= WHAT TO DO =
Convert the entries below into a Markdown table with two columns, Number and Text, giving each line its own numbered row and leaving out blank lines. Begin at the line that contains "Label every tall" and stop after the line that contains "0, 155, 214, 169".

= EXTRACTED ENTRIES =

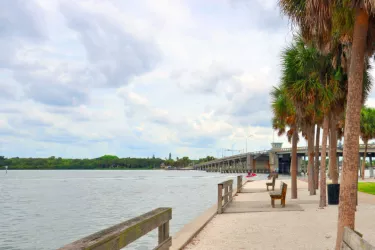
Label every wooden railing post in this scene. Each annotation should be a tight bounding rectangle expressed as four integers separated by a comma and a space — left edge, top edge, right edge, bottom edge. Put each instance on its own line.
217, 184, 223, 214
158, 221, 169, 244
59, 208, 172, 250
237, 175, 242, 193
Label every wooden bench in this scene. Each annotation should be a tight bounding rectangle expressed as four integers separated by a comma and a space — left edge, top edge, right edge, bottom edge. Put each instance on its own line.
267, 172, 279, 180
270, 182, 288, 207
266, 176, 276, 191
341, 227, 375, 250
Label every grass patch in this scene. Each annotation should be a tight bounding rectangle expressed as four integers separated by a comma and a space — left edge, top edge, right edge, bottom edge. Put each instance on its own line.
358, 182, 375, 195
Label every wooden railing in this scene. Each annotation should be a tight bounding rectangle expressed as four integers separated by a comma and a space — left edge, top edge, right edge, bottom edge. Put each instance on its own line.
59, 208, 172, 250
341, 227, 375, 250
217, 180, 233, 214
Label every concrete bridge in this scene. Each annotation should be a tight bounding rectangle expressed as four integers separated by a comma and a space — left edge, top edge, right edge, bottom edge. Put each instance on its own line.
194, 143, 375, 174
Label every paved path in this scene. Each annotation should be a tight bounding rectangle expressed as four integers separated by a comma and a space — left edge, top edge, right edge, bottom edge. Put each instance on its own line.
185, 180, 375, 250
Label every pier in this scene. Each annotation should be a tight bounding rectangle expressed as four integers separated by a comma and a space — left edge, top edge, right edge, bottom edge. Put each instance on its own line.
184, 179, 375, 250
59, 175, 375, 250
194, 143, 375, 174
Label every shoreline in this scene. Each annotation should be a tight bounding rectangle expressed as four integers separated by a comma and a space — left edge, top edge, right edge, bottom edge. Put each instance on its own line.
170, 178, 250, 250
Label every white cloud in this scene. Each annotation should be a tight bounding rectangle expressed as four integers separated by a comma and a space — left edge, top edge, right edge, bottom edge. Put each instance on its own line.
0, 0, 368, 158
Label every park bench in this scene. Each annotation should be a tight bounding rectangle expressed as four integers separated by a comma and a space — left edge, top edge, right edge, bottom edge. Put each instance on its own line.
270, 182, 288, 207
267, 172, 279, 179
266, 176, 276, 191
341, 227, 375, 250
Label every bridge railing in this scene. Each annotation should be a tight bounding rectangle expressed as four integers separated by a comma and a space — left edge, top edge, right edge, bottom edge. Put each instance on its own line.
58, 208, 172, 250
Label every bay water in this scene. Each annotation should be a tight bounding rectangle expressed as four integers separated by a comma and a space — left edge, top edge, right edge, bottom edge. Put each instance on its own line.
0, 170, 264, 250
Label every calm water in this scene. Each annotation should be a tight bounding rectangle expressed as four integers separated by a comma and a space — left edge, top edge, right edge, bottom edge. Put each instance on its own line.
0, 170, 264, 250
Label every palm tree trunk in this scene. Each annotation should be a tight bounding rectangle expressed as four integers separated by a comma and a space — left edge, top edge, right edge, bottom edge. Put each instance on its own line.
329, 113, 339, 184
291, 126, 298, 199
319, 115, 329, 208
307, 125, 316, 195
314, 125, 320, 189
361, 143, 368, 180
336, 8, 369, 250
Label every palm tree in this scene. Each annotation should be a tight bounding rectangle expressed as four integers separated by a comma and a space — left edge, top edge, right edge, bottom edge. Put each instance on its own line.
279, 0, 375, 249
282, 37, 335, 195
360, 107, 375, 180
271, 86, 298, 199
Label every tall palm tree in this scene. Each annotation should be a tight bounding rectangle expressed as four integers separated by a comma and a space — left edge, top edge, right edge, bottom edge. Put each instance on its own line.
279, 0, 375, 249
271, 87, 298, 199
282, 37, 332, 195
360, 107, 375, 180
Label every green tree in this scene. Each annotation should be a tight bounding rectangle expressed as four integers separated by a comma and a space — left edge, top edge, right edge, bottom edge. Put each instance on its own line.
360, 107, 375, 180
271, 86, 298, 199
279, 0, 375, 246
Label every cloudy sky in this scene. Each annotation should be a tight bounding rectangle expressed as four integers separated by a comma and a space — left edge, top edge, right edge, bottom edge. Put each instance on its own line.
0, 0, 375, 158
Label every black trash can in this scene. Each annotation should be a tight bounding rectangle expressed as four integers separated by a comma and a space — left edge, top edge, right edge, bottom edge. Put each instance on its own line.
327, 184, 340, 205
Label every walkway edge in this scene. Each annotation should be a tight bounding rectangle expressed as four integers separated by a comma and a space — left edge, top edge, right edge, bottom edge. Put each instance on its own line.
171, 204, 217, 250
170, 180, 248, 250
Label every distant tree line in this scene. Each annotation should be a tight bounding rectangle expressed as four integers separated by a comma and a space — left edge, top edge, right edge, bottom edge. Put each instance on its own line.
0, 155, 214, 169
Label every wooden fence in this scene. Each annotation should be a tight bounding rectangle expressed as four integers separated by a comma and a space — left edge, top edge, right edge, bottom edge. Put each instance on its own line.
59, 208, 172, 250
217, 175, 247, 214
341, 227, 375, 250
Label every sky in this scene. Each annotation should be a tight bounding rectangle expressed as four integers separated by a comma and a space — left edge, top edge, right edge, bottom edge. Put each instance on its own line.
0, 0, 375, 159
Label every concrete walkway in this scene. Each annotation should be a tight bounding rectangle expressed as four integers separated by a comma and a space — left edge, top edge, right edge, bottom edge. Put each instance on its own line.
185, 180, 375, 250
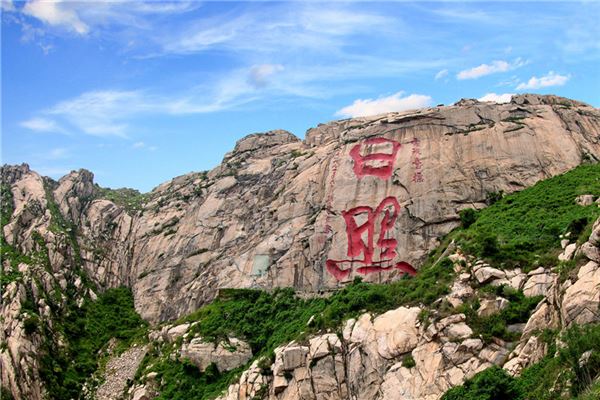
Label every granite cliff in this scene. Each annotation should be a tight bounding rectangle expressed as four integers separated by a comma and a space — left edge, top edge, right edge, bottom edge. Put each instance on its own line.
0, 95, 600, 399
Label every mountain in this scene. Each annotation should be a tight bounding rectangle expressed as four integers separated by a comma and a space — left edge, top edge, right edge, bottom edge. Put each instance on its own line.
0, 95, 600, 399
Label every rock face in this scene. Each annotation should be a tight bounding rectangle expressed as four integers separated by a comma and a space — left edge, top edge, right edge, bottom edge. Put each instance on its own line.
95, 346, 147, 400
3, 95, 600, 322
0, 95, 600, 399
216, 307, 508, 400
210, 219, 600, 400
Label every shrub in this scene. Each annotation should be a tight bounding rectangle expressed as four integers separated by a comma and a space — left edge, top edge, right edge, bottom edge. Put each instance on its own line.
458, 208, 477, 229
402, 354, 417, 369
442, 366, 523, 400
23, 315, 40, 335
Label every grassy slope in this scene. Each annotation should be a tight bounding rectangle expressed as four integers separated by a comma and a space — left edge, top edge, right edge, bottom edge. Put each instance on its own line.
139, 165, 600, 399
4, 165, 600, 399
442, 325, 600, 400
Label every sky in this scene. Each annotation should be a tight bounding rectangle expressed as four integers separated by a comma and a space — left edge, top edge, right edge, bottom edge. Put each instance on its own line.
1, 0, 600, 192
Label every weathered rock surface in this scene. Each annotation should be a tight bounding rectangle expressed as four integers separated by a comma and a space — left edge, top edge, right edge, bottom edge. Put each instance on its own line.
220, 219, 600, 400
95, 346, 147, 400
179, 338, 252, 372
0, 95, 600, 400
3, 95, 600, 321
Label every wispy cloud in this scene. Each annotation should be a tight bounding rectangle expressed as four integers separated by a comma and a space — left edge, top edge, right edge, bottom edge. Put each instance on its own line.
22, 0, 90, 35
250, 64, 284, 87
13, 0, 200, 36
20, 117, 65, 133
456, 58, 526, 80
154, 3, 398, 56
131, 142, 158, 151
477, 93, 514, 103
435, 69, 448, 81
335, 92, 431, 118
517, 71, 571, 90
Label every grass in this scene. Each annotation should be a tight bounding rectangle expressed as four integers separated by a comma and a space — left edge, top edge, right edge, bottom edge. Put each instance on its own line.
40, 287, 147, 399
98, 186, 149, 213
138, 259, 453, 399
453, 164, 600, 268
458, 285, 543, 343
442, 324, 600, 400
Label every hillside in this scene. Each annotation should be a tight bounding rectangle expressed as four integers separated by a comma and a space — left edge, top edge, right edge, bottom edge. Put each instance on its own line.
0, 95, 600, 400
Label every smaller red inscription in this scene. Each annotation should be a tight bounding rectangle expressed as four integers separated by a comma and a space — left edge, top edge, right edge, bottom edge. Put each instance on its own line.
411, 138, 424, 183
350, 138, 400, 179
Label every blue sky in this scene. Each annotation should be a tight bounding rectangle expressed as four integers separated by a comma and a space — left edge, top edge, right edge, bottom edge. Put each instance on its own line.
1, 0, 600, 191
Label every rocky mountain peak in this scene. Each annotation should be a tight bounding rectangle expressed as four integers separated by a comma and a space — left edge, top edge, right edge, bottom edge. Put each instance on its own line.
3, 95, 600, 321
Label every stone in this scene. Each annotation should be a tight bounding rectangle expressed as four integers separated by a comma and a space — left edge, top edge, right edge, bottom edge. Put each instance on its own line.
444, 322, 473, 340
309, 333, 342, 360
558, 243, 577, 261
0, 95, 600, 400
503, 336, 547, 376
373, 307, 421, 358
579, 242, 600, 263
282, 346, 308, 371
477, 297, 510, 317
95, 346, 148, 400
561, 261, 600, 326
179, 338, 252, 372
475, 267, 506, 284
523, 272, 555, 297
575, 194, 594, 207
522, 300, 560, 338
165, 324, 190, 342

= SOLUTION TO THE EXERCISE =
| Number | Text |
|---|---|
| 1 | Label every tall palm tree in this scene. Each annotation should be a tight bounding rectangle expressed as four integers separated by a comma and a space — left edge, top edge, right edge, bottom edge. Put each instance on its own line. |
| 2 | 279, 0, 375, 249 |
| 3 | 271, 87, 298, 199 |
| 4 | 282, 37, 332, 195 |
| 5 | 360, 107, 375, 180 |
| 6 | Label every green tree in this scene. Each annotation should be a tight bounding rectangle expressed as four integers separated by a comma and a space — left edge, top edge, right edge, bottom edge. Put each instance on its own line. |
| 7 | 360, 107, 375, 180 |
| 8 | 271, 86, 298, 199 |
| 9 | 279, 0, 375, 246 |
| 10 | Label every cloudy sky in this scene. Each annotation should be a tight bounding rectangle expressed as four integers separated by a comma and a space — left edge, top edge, right edge, bottom edge. Put each instance on its own line. |
| 11 | 0, 0, 375, 158 |
| 12 | Label every black trash can in this scene. Each annotation should be a tight bounding rectangle expressed as four integers separated by a comma and a space — left edge, top edge, right edge, bottom edge. Put each instance on its own line. |
| 13 | 327, 184, 340, 205 |
| 14 | Label every walkway edge in this scene. Each annotation should be a tight bounding rectangle expressed as four integers separated by a comma and a space — left edge, top edge, right edge, bottom edge. Put each instance on its own line. |
| 15 | 171, 204, 217, 250 |
| 16 | 170, 180, 248, 250 |
| 17 | Label every distant tree line in this scene. Each annotation should be a tight bounding rectangle expressed as four integers separated by a comma and a space — left edge, top edge, right edge, bottom edge. Put each instance on its own line. |
| 18 | 0, 155, 214, 169 |